• _Trecho do documento_
O culto ao corpo na contemporaneidade também impacta diretamente a prática profissional na área de Educação Física. Os profissionais enfrentam o desafio de lidar com alunos que buscam atingir padrões estéticos muitas vezes inatingíveis e pouco saudáveis. Conforme a pesquisa de Castro e Timm (2020), que investigou como o processo da corpolatria se apresenta na contemporaneidade e como os profissionais da Educação Física estão lidando com esse fenômeno, identificou-se que essa é uma preocupação percebida pelos profissionais.
No contexto das academias, esse fenômeno é particularmente evidente. Os professores de Educação Física frequentemente lidam com alunos dispostos a cometer excessos para alcançar determinados objetivos estéticos. Esse comportamento é alimentado por influenciadores digitais e pelo marketing do mercado fitness, que muitas vezes priorizam a aparência em detrimento a saúde dos praticantes. No estudo de Iriart et al. (2009), apontou-se que a prática da musculação e o uso de anabolizantes, tanto entre usuários de classe média quanto populares, são motivados sobretudo por razões estéticas. A insatisfação com o corpo real em comparação ao padrão ideal disseminado pela mídia, o receio de ser desvalorizado ou excluído do grupo de pares, o capital simbólico associado ao corpo “trabalhado” e o imediatismo na obtenção dos resultados favorecem o uso de anabolizantes.
Paralelo a esse cenário de corpo “padrão,” que é culturalmente construído e muitas vezes não questionado, a (des)valorização de um corpo com deficiência adiciona uma camada de complexidade. Indivíduos com deficiência física desafiam os padrões tradicionais de corpo “perfeito” e ficam vulneráveis à exclusão e preconceito, muitas vezes sendo subvalorizados tanto social quanto profissionalmente. Esses corpos, por não atenderem aos padrões contemporâneos de beleza e performance física, acabam enfrentando barreiras adicionais (Santos, 2019).
Na minha experiência como docente universitário no curso de bacharelado em Educação Física, lecionei para uma aluna cadeirante. Sua deficiência foi decorrente de uma paralisia dos membros inferiores causada por uma patologia. Imerso neste contexto, algumas inquietações nortearam estudos que realizei nessa temática: Como se dá o exercício da profissão de um professor com deficiência física, bacharel em Educação Física, em academias? Como será sua inserção no mercado de trabalho? Como foram as trajetórias de formação desses professores? (Santos, 2019, 2023; Santos e Franco, 2023). Os estudos mencionados deslocam a visão hegemônica sobre o corpo e a Educação Física como forma de espetáculo e eficiência, para dar lugar a outras possibilidades de abordagem do corpo.

• _Dados fornecidos_
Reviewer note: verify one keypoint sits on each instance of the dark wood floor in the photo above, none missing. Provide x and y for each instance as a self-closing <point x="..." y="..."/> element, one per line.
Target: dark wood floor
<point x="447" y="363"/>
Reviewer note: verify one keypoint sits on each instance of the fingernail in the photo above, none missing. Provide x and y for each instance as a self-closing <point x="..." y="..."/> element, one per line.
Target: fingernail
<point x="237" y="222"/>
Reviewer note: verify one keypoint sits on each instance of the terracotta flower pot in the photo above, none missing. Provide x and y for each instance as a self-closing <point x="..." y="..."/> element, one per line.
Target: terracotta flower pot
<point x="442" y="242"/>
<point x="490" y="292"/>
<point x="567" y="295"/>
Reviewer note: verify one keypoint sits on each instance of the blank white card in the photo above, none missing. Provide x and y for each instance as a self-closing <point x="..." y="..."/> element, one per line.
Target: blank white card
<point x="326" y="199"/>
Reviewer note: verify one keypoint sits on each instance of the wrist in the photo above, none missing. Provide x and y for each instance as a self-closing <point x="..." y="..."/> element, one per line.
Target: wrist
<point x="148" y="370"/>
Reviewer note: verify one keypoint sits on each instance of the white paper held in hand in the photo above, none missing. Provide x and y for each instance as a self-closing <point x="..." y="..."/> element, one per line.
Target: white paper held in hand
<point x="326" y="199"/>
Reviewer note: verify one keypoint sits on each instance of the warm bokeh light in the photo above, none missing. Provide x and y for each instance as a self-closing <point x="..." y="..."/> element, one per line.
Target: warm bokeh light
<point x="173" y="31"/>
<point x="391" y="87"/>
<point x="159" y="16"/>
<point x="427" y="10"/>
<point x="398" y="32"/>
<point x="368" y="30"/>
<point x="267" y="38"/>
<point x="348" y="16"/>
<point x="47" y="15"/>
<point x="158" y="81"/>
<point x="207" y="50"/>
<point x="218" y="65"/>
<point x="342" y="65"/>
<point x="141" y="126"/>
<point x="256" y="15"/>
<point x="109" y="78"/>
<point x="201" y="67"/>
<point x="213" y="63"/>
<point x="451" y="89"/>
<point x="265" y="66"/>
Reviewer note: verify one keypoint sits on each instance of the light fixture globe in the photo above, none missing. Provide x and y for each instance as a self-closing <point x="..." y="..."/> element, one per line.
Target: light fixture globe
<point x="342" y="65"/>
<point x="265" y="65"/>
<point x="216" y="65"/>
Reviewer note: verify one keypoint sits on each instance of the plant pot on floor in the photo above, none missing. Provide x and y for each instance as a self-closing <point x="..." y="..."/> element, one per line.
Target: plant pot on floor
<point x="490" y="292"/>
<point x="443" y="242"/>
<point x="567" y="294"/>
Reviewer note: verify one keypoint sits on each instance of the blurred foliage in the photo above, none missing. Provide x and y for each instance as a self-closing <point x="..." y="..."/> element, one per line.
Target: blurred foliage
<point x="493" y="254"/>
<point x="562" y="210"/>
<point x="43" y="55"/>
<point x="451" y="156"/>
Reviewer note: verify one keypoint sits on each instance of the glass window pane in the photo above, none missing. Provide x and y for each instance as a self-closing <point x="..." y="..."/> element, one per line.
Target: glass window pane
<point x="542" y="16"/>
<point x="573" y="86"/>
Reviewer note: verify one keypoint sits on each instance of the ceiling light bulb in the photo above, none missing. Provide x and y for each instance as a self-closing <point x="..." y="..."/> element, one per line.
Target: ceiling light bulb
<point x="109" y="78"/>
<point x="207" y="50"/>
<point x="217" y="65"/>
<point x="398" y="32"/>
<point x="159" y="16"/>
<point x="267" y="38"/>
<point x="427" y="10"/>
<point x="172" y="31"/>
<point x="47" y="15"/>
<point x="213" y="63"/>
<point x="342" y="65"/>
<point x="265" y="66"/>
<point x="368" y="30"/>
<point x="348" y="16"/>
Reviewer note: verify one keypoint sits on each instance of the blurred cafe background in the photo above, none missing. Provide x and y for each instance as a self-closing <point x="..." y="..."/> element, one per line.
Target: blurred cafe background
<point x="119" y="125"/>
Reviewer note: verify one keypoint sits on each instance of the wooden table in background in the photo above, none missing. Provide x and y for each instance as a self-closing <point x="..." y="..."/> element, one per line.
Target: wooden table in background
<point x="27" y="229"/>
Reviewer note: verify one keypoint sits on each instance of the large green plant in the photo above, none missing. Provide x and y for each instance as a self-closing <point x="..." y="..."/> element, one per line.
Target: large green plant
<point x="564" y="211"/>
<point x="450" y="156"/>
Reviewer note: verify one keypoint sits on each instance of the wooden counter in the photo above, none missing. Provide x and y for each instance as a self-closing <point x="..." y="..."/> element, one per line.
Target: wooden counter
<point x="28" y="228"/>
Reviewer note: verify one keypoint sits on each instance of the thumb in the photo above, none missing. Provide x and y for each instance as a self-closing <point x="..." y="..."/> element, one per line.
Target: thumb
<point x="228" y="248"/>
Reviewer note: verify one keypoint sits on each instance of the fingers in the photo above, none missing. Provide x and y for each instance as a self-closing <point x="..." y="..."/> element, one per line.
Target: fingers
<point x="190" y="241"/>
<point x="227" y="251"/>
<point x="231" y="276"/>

• _Exercícios propostos_
**1.** De acordo com o trecho sobre o culto ao corpo, por que os corpos de indivíduos com deficiência física acabam enfrentando barreiras adicionais? Responda em uma a três frases.
**2.** Prossiga o trecho sobre o culto ao corpo a partir da última frase apresentada.

• _Respostas por tarefa_
**1.** Esses corpos enfrentam barreiras adicionais porque não atendem aos padrões contemporâneos de beleza e performance física. Ao desafiar o padrão tradicional de corpo "perfeito", esses indivíduos ficam vulneráveis à exclusão e ao preconceito e são muitas vezes subvalorizados tanto social quanto profissionalmente.

**2.**
A interseccionalidade, um conceito teórico desenvolvido para compreender as múltiplas formas de opressão e discriminação que se sobrepõem e interagem, será utilizada como uma abordagem analítico-política para analisar esses fenômenos. Amplamente discutida por autoras como Patricia Hill Collins e Carla Akotirene, a interseccionalidade permite uma análise mais profunda das complexidades sociais que moldam as experiências de grupos marginalizados (Collins, 2022; Akotirene, 2022). No contexto da Educação Física, a interseccionalidade oferece uma lente para (re)pensar como a deficiência física interage com outras dimensões da identidade, afetando significativamente a vida e a carreira dos profissionais nesta área. Essa tensão é exacerbada pela lógica da corpolatria, que não só invisibiliza corpos diferentes, mas também os subalterniza.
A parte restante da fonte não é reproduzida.